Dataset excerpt
........

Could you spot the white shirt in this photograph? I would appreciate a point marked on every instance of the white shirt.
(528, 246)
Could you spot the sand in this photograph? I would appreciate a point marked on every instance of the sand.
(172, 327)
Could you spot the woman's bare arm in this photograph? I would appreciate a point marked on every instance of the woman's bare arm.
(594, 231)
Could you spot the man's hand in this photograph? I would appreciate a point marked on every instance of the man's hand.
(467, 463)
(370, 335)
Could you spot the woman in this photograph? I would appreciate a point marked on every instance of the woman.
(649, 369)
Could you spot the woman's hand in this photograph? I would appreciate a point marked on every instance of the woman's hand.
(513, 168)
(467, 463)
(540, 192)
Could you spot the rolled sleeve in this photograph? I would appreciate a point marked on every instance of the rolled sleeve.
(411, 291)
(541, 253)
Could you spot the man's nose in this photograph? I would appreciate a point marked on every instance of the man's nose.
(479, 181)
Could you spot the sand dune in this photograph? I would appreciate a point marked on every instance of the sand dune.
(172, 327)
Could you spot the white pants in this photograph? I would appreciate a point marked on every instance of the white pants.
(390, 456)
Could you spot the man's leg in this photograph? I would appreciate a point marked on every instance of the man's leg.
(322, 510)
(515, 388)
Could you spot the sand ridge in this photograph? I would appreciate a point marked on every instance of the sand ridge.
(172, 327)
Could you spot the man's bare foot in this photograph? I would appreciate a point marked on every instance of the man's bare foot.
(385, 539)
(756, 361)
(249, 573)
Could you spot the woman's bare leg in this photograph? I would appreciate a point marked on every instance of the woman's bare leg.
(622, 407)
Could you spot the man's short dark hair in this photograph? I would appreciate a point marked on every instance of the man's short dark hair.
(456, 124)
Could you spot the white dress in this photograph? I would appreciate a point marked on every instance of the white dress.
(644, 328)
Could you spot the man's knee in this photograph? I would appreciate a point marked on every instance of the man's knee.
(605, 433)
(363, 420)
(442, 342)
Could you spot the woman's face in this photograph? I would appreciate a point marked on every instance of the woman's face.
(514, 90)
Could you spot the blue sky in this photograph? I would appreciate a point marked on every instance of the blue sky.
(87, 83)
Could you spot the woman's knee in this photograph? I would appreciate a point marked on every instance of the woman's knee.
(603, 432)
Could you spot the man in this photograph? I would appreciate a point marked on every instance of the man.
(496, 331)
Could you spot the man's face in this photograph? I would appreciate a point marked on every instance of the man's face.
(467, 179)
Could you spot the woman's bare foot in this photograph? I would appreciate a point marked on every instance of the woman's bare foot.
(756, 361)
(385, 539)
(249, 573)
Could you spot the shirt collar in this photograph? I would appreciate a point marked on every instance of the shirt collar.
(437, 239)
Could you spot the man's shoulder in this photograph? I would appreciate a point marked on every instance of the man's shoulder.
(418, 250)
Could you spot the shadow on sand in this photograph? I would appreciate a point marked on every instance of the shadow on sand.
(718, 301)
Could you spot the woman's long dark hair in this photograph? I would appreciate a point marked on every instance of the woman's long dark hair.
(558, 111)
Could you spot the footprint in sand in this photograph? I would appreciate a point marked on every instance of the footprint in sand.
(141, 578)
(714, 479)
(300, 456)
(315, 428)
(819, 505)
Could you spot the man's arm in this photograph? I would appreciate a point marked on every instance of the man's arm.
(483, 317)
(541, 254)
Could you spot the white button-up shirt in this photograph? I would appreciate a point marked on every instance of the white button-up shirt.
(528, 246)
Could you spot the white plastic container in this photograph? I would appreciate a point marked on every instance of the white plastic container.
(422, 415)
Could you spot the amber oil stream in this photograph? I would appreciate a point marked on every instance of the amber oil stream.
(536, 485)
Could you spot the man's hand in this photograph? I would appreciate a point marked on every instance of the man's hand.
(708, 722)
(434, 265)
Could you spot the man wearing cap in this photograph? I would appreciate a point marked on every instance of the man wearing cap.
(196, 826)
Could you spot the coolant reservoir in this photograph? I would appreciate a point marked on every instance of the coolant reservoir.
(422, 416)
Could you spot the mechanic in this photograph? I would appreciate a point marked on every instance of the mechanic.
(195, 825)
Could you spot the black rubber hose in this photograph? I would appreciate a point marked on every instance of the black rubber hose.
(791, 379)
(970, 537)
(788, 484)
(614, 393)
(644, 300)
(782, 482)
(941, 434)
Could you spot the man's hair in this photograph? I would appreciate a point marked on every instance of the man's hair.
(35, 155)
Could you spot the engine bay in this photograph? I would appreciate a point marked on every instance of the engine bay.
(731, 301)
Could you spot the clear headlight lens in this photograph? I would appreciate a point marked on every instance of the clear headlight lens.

........

Your instructions - Could you transcribe the records in full, exactly?

Reply -
Could you spot the white shirt in this photograph? I would appreciate a point marked on every instance of the white shirt.
(528, 246)
Could you spot the sand in this photograph? I would appreciate a point marked on every instance of the sand.
(172, 327)
Could you spot the woman's bare arm in this photograph? I would appreciate a point marked on every instance of the woman's bare arm.
(594, 231)
Could you spot the man's hand in this photograph? I would appreciate a point marked on every instance of the man's hand.
(467, 463)
(370, 335)
Could you spot the woman in this photograph? I would appreciate a point marked on every instance of the woman.
(649, 369)
Could you spot the woman's hand in this photograph? I would appreciate a point marked on every instance of the woman's hand.
(513, 168)
(467, 463)
(540, 192)
Could you spot the rolled sleeve in this photograph? I would appreciate a point marked on every instance of the rolled sleeve.
(411, 291)
(541, 253)
Could you spot the man's nose in this photograph? I would appreciate a point marked on every instance of the man's nose.
(479, 181)
Could you spot the sand dune in this photograph? I would appreciate a point marked on every instance of the sand dune.
(172, 327)
Could you spot the white pants in this photograph? I would appreciate a point marked on every instance of the white pants.
(390, 456)
Could you spot the man's leg in this photograph? I would appreciate a point marked on every instance of the man's leg.
(322, 510)
(515, 388)
Could you spot the sand ridge in this photograph? I would appreciate a point marked on every instance of the sand ridge.
(172, 327)
Could you spot the man's bare foot in this photograph? I would appreciate a point marked on every instance of the man's bare foot.
(385, 539)
(756, 361)
(249, 573)
Could you spot the woman's bare leg in this photograph? I would appreciate a point marked on every instance of the woman's bare leg.
(622, 407)
Could you spot the man's short dark hair in this photograph? I would appreciate a point marked on every instance of the man's short dark hair.
(456, 124)
Could you spot the white dress in this photograph? I would appreciate a point marked on every instance of the white dress.
(644, 328)
Could you spot the man's knee in this photograph? I would appreciate a point marked on every instance of the man's knee.
(605, 433)
(363, 420)
(442, 342)
Could you spot the woman's face in this photograph? I would appreciate a point marked on every instance of the woman's face.
(514, 90)
Could you spot the blue sky in this photograph? I would appreciate a point marked on every instance of the blue sky.
(87, 83)
Could you spot the woman's knee in this photograph? I would appreciate a point marked on every instance of the woman's knee.
(603, 432)
Could you spot the man in this photograph? I would appreciate a point marked on every instance of the man.
(496, 331)
Could you spot the man's face in this photograph? I would appreciate a point marked on every instance of the man's face.
(467, 179)
Could you spot the woman's bare foot in this photograph? I would appreciate a point marked on every instance of the woman's bare foot.
(756, 361)
(385, 539)
(249, 573)
Could you spot the shirt collar in this photograph? I would appreciate a point marked on every instance of the shirt collar.
(437, 239)
Could you spot the man's shoulder in this photograph? I would appreciate a point marked on every instance of the man's shoulder.
(418, 250)
Could you spot the shadow on sand in this photograph? I would appreciate a point marked on every instance of the shadow on sand.
(718, 301)
Could you spot the woman's long dark hair in this photograph? I would appreciate a point marked on every instance of the woman's long dark hair.
(558, 111)
Could you spot the footprint in sand in this photograph? I would appreciate a point marked on every instance of the footprint in sand.
(141, 578)
(714, 479)
(300, 456)
(315, 428)
(819, 505)
Could you spot the man's arm in this photograph? I would appreciate a point marked on every instance of the man's arm.
(483, 317)
(541, 254)
Could you spot the white button-up shirt in this photograph? I would appreciate a point marked on every instance of the white button-up shirt.
(528, 246)
Could you spot the white plastic container in this photograph? I would appreciate a point marked on every instance of the white plastic container.
(422, 415)
Could you spot the amber oil stream in this photograph? I would appreciate a point marked on every instance of the amber oil stream.
(536, 485)
Could you spot the man's hand in this photograph? I would appreciate a point marked on every instance of the man's hand.
(708, 722)
(434, 265)
Could you spot the man wearing cap in this photograph? I would appreciate a point marked on every instance of the man wearing cap.
(196, 826)
Could you spot the coolant reservoir in this photograph? I would appreciate a point marked on every instance of the coolant reservoir.
(422, 416)
Could you spot the mechanic in this photograph? I would appreciate a point marked on every instance of the mechanic.
(195, 825)
Could you spot the black rubber hose in this photograph? I would appreciate a point marked on every instance of the black rubber hose.
(791, 379)
(970, 537)
(788, 484)
(614, 393)
(644, 300)
(782, 482)
(941, 434)
Could you spot the man's hair in this photograph? I would appreciate a point marked on every instance of the man's hair.
(35, 155)
Could you spot the engine bay in this photograph? I would appreciate a point marked on every instance of the engine bay.
(731, 301)
Could you spot the clear headlight lens in this photograph? I would appreciate a point marked on every instance of the clear headlight lens.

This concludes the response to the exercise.